Your goal =>
Retype the entries. Match them exactly.

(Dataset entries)
>>>

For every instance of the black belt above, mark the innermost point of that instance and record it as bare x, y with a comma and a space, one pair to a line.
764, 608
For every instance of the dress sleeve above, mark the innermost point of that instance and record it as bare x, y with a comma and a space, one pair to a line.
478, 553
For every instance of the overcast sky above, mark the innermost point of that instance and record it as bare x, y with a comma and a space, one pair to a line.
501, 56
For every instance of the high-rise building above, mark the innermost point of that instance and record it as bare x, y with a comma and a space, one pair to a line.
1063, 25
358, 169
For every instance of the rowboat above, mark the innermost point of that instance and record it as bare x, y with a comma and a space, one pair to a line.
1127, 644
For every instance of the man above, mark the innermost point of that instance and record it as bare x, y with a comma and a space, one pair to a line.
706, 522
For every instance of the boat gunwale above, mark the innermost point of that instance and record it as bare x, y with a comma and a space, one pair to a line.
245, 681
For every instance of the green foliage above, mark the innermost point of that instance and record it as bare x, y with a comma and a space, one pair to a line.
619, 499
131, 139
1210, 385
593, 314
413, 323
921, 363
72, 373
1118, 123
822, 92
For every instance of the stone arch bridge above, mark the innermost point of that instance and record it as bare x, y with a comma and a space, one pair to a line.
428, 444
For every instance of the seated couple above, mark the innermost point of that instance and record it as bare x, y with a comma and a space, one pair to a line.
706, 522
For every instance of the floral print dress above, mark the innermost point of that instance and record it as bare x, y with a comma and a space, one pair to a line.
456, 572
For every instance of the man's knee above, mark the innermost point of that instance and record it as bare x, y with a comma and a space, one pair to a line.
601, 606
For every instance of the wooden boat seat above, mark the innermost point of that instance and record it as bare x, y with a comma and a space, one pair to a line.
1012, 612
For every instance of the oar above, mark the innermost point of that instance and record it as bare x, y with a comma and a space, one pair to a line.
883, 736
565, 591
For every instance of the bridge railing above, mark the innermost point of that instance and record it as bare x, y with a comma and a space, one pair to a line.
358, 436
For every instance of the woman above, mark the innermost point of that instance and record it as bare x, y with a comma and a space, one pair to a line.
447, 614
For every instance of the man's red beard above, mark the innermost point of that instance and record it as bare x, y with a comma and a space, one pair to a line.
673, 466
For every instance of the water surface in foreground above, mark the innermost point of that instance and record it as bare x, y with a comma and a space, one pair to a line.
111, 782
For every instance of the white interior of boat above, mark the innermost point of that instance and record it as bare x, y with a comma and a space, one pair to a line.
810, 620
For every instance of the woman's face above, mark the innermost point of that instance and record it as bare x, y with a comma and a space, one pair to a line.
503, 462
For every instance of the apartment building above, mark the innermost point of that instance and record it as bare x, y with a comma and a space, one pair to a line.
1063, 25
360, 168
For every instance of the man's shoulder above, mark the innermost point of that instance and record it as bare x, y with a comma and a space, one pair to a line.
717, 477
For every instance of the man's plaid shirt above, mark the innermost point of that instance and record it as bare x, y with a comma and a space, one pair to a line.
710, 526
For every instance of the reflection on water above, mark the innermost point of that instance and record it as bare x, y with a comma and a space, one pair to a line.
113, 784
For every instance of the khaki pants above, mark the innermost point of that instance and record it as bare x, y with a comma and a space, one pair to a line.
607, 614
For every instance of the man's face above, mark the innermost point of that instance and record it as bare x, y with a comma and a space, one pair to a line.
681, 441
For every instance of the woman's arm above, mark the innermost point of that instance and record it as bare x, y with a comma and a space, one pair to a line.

<<<

Output =>
For every instance of the black belt above, mark the innermost point of that instance and record it as bare x, y with a comma and a space, one pair to a line.
764, 608
For every instance of the dress sleeve above, mark the innermost point of that instance and record it as bare x, y with a comma and a space, one pair to a line.
478, 553
For every instance of the overcast sky above, mark the innermost point of that instance and record it as bare x, y with a comma and a space, one pair to a line.
501, 56
For every instance of the high-rise building above, mark the innermost point of that instance and record it as bare x, y with a comma and a space, one pair to a line.
1063, 25
358, 169
For every instance of the rowboat above, mark the innermost point of that instance and record it as bare x, y with a comma and a space, one pair to a line.
1127, 644
For every instance of the man above, mark the innermost point of that instance and record it as bare x, y with a comma and a space, one pair to a line.
706, 522
For every instance of the boat gunwale above, mark the innermost point of that instance and record it as bare x, y with a comma and a space, one pair to a line.
245, 681
For every instance of the green foliage above, mark the innermost point of that instance and record it as bare x, y with a comma and a space, one pair to a line.
619, 499
131, 139
1210, 385
593, 314
413, 323
921, 363
72, 373
1118, 123
822, 92
For every instance of the stone arch bridge above, mark the innermost point of that instance and record it as bare x, y with a comma and a space, one pair to a line.
428, 444
For every instance of the seated couple above, mark the innermost point of that instance and record it as bare x, y with a comma and a space, one pair to a line.
706, 522
For every instance of the floral print dress above, mark the innermost point of that instance and record it as bare x, y with a comma and a space, one pair to a line.
456, 572
For every instance of the man's knee above, mark the innermost point of that instance and record it as bare x, y with a comma and a space, one pair to a line.
601, 606
For every instance of the wooden boat seat above, mark the innermost point of that instance and record it as bare x, y with a comma and a space, one pair to a line.
1012, 612
For every instance of the oar above, mark the innermost point of that instance and record it as bare x, y with a comma and a space, one pair to a line.
883, 736
565, 591
For every instance of the bridge railing above, mark the innermost point of that instance and record it as bare x, y with a comma and a space, one pair to a line.
358, 436
For every instance of the woman above, mark the innermost point of that instance and record it as bare x, y with a comma and a space, one pair to a line.
447, 614
For every instance of the man's red beard above, mark the innermost point of that instance and record it as bare x, y with a comma and a space, one pair to a line.
673, 466
For every instance of the water surface in foreground above, mark the innermost point of that instance and record it as bare x, y with a comma and a space, one pair to a line.
111, 782
For every instance of the white interior of boat above, mark the innermost point of that instance and record it as bare x, y with a comma and a space, one pair to a line.
810, 620
For every instance of the woman's face above, mark the innermost point of that instance and record it as bare x, y with a comma and a space, one pair to a line.
503, 462
For every instance of the apartment building above, mark the innermost point of that instance and record it as bare x, y with a comma and a space, one pair to a line.
1063, 25
360, 168
For every instance of the man's shoulder above, mark the innermost point of that instance and record it as bare x, y with a comma and a space, one pair to a line.
717, 477
For every instance of the man's plaid shirt above, mark the innermost point of that instance and record it as bare x, y with a comma and a space, one pair to a line.
710, 526
For every instance of the reflection on water above, mark the innermost point of that instance and record it as bare x, y with a comma and a space, one pair to a line.
113, 784
For every instance of the khaki pants above, mark the innermost point of that instance and record it as bare x, y with a comma and a space, one pair to a line.
607, 614
For every instance of the man's face above, mark the innermost point of that instance and record it as bare x, y with a comma and a space, one pair to a line.
681, 441
For every instance of the woman's arm above, mark the innermost point of that instance and record it as bare x, y with a comma and a space, one pair to a line.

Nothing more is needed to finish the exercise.